### BRANO FORNITO
※
Il 14 ottobre, il quotidiano di Monaco “Tageszeitung” ha pubblicato un’accorata lettera inviata da “Anna”, madre di due bambini, in cui si spiegano i motivi che l’hanno indotta ad andarsene dalla città con la sua famiglia, dal momento che i migranti le hanno reso la vita impossibile. Nella lettera, indirizzata al sindaco di Monaco Dieter Reiter, si legge:

Oggi voglio scrivere una lettera d’addio per spiegare i motivi che hanno spinto me e la mia famiglia a lasciare la città, anche se probabilmente non importerà a nessuno.
Ho 35 anni, e vivo insieme a miei due figli e a mio marito in una villetta a schiera con parcheggio. Si potrebbe dire che siamo benestanti per gli standard di Monaco. (…) In effetti, viviamo molto bene, con molto spazio e vicino a un parco pieno di verde. E allora per quale motivo una famiglia come la nostra ha deciso di lasciare la citta?
Presumo che i vostri figli non fruiscano di strutture pubbliche, non utilizzano mezzi di trasporto pubblico e non frequentino scuole pubbliche in “aree problematiche”. Presumo anche che voi e altri politici veniate raramente a passeggiare da queste parti.
Dunque, un lunedì mattina ho partecipato a una colazione organizzata dal Comune di Monaco per le donne del quartiere. Lì ho incontrato sette o otto mamme, alcune della quali in compagnia dei propri figli. Tutte indossavano il velo islamico e nessuna parlava tedesco. Gli organizzatori dell’evento mi hanno subito informata che probabilmente avrei avuto difficoltà a integrarmi (queste sono state le loro esatte parole!!!). Vorrei sottolineare che sono tedesca. Parlo correntemente il tedesco e non indosso il velo. Così ho abbozzato un sorriso e ho detto che avrei cercato di integrarmi. Purtroppo, avevo portato dei panini al salame e prosciutto per questa colazione, dove a ognuno era stato chiesto di portare qualcosa da mangiare. Sicché ho avuto ancor meno possibilità di integrarmi.
Non ho potuto parlare tedesco con nessuno dei partecipati alla colazione, che di fatto avrebbe dovuto promuovere l’integrazione, e nessuno di loro era interessato a farlo. Gli organizzatori non hanno cercato di sapere se qualcuno parlasse tedesco, e le donne, che sembravano far parte di un consolidato gruppo arabo-turco, volevano semplicemente utilizzare la sala.
Allora ho chiesto informazioni sul brunch. (…) Mi è stato detto che sarebbe stato consumato in due diverse stanze. Una per gli uomini e l’altra per le donne. All’inizio credevo che fosse uno scherzo. Purtroppo non lo era…
Pertanto, l’impressione che ho ricavato da questi eventi destinati a promuovere l’integrazione è penosa. Non c’è ombra di interscambio! Come può il Comune di Monaco tollerare una cosa del genere? A mio avviso, è l’idea stessa di organizzare questo tipo di eventi che va rivista. (…) Mi è stato detto che non avrei dovuto includere pietanze a base di carne di maiale nel cestino del pranzo di mio figlio! Eh?! Siamo in Germania, qui!
※
### I TUOI COMPITI
1. Rispondi a queste domande sul brano della lettera al sindaco di Monaco:
(a) Quale quotidiano ha pubblicato la lettera e in che giorno?
(b) Quanti anni dice di avere l'autrice?
(c) Che cosa aveva portato alla colazione organizzata dal Comune?
2. Scrivi la parte successiva del brano della lettera al sindaco di Monaco, a partire dall'ultima frase riportata.
Le voci che seguono il brano provengono da un'altra fonte.
※
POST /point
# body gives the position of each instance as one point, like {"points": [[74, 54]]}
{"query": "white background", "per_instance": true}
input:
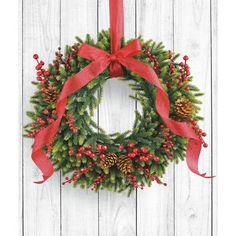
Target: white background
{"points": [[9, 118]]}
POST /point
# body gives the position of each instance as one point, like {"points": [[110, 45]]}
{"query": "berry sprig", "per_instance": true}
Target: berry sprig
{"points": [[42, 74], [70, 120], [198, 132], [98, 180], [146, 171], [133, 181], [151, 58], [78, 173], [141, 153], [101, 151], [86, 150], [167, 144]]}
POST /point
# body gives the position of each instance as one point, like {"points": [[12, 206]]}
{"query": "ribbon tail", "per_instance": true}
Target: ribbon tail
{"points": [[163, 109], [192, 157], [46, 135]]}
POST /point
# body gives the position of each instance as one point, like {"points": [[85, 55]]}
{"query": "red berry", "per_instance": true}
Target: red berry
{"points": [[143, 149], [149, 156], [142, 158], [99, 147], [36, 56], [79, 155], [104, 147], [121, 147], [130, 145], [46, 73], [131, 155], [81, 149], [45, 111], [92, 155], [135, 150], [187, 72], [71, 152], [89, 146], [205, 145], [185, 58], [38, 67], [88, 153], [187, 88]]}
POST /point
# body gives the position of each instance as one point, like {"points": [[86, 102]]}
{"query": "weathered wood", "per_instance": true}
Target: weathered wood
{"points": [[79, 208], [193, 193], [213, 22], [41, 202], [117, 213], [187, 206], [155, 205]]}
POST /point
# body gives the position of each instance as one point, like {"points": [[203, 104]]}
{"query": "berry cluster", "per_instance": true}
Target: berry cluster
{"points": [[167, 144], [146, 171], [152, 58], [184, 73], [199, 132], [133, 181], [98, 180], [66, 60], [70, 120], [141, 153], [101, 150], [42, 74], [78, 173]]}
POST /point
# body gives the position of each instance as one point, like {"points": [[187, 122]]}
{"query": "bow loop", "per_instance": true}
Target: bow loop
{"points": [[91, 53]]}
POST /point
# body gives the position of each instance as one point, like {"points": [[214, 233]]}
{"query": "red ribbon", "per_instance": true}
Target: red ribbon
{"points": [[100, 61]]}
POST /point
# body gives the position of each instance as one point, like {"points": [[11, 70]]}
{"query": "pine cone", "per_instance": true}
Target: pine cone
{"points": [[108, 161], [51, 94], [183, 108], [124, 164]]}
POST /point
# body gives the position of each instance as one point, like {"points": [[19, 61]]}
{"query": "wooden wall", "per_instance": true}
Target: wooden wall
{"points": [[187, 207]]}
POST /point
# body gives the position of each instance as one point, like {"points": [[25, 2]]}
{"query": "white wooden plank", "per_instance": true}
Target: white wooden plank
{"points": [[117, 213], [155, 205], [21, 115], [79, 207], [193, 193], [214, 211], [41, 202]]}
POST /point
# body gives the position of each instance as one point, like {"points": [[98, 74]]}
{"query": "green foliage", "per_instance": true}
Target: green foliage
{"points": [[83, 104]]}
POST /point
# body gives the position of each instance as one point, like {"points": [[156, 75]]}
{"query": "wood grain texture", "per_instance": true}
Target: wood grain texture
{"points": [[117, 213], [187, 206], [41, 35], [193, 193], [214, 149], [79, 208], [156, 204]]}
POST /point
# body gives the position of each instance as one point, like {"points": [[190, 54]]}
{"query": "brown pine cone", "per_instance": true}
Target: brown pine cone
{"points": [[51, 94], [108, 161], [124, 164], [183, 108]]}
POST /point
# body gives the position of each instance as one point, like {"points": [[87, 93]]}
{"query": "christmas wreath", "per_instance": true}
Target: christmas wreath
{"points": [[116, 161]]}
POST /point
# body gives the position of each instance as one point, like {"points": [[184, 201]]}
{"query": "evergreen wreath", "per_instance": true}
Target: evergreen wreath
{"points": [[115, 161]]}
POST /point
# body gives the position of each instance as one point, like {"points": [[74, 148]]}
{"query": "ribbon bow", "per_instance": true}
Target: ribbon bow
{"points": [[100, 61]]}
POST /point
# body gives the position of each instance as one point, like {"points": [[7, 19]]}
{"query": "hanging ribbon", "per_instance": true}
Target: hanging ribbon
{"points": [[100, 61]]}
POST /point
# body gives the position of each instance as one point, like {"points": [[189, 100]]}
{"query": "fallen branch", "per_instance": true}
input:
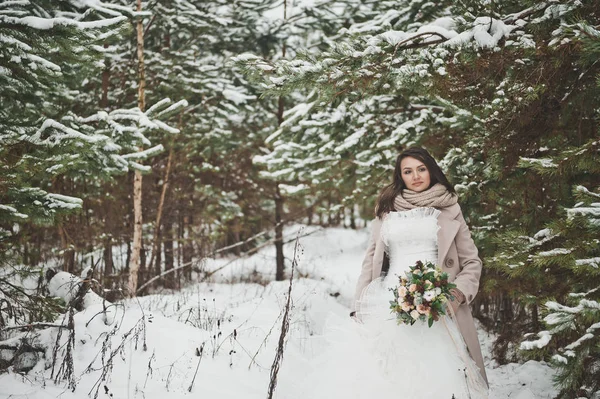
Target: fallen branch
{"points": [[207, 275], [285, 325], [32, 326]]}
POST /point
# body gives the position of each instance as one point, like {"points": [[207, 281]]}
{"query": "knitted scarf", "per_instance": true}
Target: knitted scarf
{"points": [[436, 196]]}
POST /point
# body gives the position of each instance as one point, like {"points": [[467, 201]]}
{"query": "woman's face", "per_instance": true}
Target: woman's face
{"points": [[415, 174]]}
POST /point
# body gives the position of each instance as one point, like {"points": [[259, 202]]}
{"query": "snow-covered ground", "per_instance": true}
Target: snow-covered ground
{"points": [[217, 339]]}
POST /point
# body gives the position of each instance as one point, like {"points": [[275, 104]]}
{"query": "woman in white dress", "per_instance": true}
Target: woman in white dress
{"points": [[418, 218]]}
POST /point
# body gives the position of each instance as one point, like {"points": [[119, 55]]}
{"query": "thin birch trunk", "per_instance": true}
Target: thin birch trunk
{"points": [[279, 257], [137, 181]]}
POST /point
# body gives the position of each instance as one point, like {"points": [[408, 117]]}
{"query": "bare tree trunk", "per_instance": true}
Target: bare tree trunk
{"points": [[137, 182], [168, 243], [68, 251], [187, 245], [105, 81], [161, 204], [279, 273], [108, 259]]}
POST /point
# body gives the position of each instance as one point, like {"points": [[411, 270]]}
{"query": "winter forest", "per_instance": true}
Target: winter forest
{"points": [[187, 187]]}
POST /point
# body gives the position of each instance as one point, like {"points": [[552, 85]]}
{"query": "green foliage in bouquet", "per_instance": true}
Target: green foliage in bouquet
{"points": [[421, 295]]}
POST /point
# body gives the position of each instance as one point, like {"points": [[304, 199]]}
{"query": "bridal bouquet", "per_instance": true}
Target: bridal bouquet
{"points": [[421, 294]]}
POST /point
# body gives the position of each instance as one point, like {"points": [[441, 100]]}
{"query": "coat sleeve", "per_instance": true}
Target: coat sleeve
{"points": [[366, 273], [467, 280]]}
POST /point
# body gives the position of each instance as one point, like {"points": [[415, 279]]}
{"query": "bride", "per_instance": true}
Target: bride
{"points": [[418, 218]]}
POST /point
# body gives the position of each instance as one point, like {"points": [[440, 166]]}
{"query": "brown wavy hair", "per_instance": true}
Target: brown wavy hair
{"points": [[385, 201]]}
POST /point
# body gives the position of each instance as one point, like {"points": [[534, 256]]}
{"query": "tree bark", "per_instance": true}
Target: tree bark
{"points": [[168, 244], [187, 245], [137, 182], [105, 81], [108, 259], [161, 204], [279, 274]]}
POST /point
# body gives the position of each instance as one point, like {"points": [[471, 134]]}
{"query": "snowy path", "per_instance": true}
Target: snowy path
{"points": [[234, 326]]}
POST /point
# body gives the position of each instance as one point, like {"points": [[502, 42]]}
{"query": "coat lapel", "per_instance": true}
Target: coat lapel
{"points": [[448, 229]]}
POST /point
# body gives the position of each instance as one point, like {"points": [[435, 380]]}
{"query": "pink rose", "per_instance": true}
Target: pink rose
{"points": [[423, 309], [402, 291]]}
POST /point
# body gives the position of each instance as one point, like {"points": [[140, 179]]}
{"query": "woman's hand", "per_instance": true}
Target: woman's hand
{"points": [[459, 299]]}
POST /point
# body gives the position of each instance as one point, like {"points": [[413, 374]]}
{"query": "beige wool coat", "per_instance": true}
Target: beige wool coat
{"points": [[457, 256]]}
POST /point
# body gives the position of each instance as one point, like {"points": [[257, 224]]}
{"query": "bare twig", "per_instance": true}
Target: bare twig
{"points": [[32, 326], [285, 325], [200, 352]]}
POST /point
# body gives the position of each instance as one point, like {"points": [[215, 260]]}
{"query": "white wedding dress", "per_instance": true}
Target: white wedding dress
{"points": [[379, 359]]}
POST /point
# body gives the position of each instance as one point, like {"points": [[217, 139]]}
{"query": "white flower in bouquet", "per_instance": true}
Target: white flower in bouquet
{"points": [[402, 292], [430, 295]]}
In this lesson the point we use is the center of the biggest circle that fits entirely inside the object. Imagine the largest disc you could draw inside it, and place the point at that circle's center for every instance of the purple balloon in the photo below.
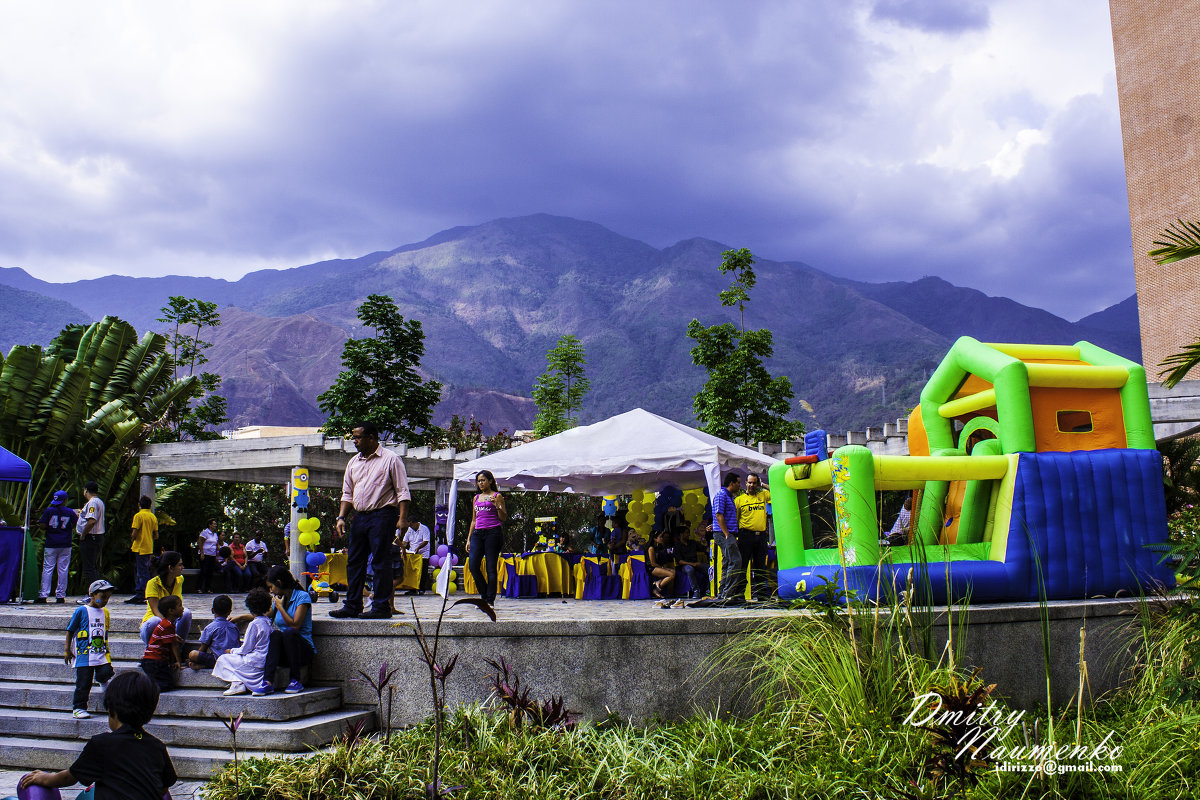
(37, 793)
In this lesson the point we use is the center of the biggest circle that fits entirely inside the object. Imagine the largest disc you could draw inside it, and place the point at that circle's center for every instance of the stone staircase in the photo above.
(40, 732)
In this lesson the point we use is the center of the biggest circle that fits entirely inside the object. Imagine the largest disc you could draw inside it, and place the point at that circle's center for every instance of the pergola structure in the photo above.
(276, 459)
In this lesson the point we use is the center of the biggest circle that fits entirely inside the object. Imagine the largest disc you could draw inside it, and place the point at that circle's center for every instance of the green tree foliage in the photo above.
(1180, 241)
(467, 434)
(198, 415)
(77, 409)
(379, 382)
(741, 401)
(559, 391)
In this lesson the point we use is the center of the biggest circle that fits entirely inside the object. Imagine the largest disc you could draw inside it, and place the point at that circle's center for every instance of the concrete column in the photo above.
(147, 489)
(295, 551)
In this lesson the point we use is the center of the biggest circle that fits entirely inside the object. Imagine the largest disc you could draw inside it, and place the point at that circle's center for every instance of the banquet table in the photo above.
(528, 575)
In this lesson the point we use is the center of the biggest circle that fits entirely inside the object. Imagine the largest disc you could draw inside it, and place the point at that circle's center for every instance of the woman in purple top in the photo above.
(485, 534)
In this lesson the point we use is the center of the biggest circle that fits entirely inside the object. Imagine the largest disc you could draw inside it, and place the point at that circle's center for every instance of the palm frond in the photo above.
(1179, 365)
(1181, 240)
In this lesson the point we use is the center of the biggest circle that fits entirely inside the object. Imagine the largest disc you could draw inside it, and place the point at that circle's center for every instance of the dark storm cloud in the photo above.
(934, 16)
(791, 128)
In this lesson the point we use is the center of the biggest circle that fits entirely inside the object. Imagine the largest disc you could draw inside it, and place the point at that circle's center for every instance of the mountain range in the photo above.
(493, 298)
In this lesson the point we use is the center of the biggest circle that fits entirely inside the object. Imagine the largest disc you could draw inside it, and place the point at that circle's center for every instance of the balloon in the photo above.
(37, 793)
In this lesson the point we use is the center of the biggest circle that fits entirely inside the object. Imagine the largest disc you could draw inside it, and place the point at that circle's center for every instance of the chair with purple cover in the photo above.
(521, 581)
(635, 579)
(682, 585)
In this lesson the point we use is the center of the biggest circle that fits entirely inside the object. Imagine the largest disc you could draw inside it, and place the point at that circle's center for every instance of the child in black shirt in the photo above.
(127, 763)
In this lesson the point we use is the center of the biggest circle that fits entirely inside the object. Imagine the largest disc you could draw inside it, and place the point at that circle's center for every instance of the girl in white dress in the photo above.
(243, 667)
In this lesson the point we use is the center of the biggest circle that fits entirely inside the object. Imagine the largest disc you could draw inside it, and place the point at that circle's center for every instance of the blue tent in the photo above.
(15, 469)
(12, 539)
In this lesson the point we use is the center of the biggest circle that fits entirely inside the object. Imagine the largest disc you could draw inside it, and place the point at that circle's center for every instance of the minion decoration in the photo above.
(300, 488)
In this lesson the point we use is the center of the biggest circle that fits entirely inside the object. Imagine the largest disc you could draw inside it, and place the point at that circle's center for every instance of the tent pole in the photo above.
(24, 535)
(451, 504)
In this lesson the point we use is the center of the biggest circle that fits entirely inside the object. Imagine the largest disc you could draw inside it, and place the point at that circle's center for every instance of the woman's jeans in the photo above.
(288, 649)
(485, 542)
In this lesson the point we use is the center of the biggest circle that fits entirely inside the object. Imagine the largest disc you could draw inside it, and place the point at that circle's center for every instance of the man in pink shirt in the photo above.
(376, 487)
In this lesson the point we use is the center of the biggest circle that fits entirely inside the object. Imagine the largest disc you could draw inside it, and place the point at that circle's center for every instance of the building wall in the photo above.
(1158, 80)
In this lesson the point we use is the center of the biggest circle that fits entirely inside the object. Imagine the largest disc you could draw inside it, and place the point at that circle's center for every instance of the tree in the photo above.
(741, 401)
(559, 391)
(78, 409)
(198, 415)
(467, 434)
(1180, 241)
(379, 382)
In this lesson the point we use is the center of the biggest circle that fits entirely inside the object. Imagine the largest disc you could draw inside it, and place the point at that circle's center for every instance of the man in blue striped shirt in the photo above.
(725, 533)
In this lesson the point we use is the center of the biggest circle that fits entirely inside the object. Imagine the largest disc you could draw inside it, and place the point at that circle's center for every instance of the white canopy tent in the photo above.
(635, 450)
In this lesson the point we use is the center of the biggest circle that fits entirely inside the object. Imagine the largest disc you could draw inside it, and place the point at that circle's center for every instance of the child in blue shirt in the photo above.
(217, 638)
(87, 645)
※
### COMPITI SVOLTI
1.
(a) Il quotidiano "Tageszeitung" l'ha pubblicata il 14 ottobre.
(b) Dice di avere 35 anni.
(c) Aveva portato dei panini al salame e prosciutto.

2.
In breve, tutto mi fa credere che non siamo più i benvenuti in questo Paese. La nostra famiglia non starebbe bene qui. Mio marito a volte dice che ha l’impressione che facciamo parte della più grande minoranza senza lobby. Per ogni gruppo c’è un’istituzione, un luogo, un interesse pubblico, ma per noi, una coppia eterosessuale sposata con due figli, che non è disoccupata, non è disabile, né islamica, per gente come noi non vi è più alcun interesse.
Quando ho comunicato alla scuola materna di mio figlio le nostre intenzioni di lasciare Monaco, spiegandone i motivi, sono stata attaccata violentemente dalla dirigenza scolastica. Mi hanno detto che a causa di gente come noi l’integrazione non funziona, proprio perché ritiriamo i nostri figli. Almeno altre due mamme si sono dimostrate molto offensive nei miei confronti. La direzione mi ha marchiato come “xenofoba”.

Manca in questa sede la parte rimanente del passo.